All lines in the records below with the word "black" must be returned.

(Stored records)
----
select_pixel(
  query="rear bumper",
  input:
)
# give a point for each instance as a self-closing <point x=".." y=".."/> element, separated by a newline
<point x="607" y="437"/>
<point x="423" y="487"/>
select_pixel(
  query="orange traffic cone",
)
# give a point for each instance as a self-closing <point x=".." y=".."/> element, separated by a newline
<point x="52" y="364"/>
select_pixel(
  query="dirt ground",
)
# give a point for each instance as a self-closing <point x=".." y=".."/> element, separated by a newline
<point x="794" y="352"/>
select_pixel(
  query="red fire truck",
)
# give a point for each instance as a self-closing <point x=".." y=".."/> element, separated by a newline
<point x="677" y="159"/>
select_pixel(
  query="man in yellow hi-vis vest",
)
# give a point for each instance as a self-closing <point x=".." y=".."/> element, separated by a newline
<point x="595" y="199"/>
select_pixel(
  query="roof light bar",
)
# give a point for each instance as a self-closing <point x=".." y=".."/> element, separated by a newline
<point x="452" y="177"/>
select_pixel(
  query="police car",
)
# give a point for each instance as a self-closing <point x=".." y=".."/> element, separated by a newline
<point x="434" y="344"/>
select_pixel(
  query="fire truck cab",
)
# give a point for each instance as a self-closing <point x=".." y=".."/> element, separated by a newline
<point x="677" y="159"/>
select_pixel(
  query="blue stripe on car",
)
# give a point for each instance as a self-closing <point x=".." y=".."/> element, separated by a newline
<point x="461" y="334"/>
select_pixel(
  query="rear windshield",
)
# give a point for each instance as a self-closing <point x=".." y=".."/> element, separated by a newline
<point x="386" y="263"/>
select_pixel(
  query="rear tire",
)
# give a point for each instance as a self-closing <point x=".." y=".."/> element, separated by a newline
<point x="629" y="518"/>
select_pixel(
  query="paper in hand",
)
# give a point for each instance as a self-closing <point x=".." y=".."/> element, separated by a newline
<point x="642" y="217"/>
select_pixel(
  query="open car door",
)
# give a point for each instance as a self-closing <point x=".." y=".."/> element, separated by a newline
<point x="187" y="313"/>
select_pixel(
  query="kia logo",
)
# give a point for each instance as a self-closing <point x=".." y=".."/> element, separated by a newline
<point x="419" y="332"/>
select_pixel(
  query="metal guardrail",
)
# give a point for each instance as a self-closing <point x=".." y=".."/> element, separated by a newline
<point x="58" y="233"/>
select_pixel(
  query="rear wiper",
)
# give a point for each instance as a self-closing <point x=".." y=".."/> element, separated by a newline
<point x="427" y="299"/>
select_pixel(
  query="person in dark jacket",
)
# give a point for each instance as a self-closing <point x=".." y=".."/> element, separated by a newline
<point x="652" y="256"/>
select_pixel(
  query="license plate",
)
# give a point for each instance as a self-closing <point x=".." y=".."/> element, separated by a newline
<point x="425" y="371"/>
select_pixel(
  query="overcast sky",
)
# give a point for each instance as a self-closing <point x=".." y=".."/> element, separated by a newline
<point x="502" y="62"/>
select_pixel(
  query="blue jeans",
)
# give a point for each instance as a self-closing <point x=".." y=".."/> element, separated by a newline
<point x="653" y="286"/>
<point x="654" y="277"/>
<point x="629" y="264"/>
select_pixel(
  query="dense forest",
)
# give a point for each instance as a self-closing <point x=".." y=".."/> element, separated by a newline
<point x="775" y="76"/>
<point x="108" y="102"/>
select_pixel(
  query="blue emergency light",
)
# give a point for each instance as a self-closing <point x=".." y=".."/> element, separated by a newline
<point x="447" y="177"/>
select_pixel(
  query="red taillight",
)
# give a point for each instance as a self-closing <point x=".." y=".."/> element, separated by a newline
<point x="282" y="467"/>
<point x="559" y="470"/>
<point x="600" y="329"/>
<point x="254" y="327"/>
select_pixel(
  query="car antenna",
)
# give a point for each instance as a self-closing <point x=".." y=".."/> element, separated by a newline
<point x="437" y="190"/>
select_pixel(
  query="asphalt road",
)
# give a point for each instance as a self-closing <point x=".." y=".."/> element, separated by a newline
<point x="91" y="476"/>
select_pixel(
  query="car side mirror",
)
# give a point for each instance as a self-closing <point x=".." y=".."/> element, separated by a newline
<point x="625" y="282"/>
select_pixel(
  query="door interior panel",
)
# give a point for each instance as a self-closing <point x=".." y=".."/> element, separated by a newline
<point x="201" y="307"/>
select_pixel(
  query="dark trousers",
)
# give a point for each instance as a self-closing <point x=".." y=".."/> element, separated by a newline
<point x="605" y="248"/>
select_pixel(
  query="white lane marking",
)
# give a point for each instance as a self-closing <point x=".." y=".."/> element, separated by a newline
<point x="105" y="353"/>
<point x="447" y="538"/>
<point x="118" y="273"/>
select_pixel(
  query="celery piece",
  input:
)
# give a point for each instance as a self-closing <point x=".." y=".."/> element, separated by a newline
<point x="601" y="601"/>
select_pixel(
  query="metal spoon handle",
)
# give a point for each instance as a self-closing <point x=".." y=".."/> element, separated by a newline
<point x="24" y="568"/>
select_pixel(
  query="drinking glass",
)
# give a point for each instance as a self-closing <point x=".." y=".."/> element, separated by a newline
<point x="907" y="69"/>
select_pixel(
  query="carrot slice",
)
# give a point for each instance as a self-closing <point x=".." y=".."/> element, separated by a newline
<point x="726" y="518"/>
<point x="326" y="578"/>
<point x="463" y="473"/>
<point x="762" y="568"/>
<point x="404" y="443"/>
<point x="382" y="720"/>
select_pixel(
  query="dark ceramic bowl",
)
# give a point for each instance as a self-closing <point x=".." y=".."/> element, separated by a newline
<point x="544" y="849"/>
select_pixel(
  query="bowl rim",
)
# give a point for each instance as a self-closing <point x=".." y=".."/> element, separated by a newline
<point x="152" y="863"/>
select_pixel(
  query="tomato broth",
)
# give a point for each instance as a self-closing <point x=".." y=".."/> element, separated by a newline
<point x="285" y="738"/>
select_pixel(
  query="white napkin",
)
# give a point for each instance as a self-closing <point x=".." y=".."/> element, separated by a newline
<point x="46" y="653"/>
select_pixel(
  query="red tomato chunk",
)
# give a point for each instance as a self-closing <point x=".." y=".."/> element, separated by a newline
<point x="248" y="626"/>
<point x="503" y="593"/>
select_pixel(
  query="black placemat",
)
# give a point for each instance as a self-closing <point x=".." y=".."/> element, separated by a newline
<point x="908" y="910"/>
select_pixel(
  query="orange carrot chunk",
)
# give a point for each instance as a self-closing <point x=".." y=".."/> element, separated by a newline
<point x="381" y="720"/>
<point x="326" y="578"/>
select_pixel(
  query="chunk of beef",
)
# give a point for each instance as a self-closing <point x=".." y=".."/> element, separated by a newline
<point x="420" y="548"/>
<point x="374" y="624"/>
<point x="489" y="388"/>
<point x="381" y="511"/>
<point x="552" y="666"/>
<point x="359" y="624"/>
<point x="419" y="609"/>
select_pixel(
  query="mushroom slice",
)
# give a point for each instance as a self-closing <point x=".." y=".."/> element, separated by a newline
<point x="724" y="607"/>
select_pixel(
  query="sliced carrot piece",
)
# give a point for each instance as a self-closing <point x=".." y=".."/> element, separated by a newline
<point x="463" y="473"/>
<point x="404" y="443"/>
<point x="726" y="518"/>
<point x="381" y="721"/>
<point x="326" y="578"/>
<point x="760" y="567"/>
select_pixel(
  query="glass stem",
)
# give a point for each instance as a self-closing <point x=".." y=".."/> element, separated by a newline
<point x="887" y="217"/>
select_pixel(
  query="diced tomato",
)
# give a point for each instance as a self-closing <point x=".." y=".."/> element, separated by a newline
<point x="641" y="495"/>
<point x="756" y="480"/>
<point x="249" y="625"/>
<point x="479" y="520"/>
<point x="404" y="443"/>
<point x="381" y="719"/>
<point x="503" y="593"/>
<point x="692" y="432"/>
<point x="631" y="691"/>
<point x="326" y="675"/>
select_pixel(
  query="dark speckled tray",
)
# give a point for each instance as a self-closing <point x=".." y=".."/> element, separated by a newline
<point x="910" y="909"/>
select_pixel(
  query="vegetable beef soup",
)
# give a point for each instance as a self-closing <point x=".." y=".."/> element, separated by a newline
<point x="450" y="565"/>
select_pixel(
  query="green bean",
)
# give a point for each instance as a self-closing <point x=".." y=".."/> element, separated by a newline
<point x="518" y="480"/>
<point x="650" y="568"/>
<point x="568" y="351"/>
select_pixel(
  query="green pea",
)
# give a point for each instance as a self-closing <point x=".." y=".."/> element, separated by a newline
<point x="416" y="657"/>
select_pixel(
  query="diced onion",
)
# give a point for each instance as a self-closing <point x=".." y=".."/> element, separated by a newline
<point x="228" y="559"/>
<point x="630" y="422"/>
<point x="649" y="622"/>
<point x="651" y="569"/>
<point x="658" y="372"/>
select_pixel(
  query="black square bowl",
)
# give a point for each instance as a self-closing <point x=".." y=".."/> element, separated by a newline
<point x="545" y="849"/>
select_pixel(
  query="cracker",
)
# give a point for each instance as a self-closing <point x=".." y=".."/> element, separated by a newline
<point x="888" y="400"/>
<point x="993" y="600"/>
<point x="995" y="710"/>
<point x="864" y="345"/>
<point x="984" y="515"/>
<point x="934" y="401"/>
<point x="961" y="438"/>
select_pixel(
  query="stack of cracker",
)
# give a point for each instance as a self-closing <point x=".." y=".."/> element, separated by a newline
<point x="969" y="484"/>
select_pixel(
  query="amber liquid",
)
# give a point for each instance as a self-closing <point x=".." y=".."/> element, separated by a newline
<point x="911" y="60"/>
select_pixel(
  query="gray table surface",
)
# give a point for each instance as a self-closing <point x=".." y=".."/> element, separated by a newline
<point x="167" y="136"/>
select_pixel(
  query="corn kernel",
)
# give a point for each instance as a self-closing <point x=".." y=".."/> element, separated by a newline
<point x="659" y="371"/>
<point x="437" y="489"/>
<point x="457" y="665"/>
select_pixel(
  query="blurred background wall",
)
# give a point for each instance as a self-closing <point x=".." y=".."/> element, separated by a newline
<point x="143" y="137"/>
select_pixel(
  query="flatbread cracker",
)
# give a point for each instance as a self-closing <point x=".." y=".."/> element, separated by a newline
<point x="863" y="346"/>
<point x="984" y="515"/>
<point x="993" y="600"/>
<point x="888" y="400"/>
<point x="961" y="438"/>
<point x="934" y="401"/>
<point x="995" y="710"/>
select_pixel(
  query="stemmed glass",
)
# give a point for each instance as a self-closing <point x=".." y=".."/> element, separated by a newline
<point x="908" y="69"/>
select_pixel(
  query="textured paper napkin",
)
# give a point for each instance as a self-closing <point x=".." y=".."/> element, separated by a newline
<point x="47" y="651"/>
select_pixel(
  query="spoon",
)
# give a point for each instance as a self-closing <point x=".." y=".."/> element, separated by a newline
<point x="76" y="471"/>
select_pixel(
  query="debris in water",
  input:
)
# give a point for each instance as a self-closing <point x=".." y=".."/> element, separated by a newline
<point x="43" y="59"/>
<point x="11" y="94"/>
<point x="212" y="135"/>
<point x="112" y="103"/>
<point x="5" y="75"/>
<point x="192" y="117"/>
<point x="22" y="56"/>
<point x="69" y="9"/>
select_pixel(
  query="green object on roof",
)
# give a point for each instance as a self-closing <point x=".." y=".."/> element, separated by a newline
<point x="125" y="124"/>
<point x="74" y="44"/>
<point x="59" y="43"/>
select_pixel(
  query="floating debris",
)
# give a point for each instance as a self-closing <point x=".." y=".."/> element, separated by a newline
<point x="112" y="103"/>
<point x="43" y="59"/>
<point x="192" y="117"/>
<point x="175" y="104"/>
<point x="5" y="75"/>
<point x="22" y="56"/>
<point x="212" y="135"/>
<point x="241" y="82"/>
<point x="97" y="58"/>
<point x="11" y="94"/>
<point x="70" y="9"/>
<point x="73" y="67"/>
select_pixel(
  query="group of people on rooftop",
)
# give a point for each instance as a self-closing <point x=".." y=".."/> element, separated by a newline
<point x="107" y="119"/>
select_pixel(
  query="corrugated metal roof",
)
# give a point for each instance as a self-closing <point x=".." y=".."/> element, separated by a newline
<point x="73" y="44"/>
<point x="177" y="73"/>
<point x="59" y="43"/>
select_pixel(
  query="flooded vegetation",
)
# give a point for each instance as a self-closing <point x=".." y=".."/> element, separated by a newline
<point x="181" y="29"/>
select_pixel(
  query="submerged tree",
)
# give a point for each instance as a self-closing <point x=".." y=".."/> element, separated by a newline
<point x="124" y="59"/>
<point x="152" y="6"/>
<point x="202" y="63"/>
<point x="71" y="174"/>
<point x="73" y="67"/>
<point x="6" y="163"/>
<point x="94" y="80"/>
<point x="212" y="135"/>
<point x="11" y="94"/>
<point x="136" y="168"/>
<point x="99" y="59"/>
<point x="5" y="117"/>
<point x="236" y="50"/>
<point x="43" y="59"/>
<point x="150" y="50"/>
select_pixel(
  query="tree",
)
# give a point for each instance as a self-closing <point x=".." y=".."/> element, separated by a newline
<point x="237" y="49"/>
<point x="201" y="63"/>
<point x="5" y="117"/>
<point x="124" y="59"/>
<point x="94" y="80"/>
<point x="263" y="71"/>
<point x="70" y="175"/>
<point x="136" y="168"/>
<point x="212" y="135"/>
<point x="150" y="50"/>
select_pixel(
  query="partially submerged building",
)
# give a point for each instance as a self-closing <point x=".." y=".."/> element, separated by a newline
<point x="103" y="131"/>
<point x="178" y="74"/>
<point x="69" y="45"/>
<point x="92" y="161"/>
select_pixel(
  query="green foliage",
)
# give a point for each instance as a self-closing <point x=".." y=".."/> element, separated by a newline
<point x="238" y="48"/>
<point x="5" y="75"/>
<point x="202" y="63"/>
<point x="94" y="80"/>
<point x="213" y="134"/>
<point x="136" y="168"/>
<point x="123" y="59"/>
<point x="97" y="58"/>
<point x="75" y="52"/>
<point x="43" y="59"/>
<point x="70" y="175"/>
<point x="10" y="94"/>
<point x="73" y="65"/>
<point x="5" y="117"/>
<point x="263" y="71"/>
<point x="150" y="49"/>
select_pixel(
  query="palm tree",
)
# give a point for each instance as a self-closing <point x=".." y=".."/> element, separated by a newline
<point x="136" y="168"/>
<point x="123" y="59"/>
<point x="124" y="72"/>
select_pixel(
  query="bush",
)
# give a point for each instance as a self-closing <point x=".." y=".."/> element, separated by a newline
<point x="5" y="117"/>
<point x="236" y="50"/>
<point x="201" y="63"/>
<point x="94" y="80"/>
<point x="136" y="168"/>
----
● RESPONSE TO THIS TASK:
  query="black placemat",
  query="black square bowl",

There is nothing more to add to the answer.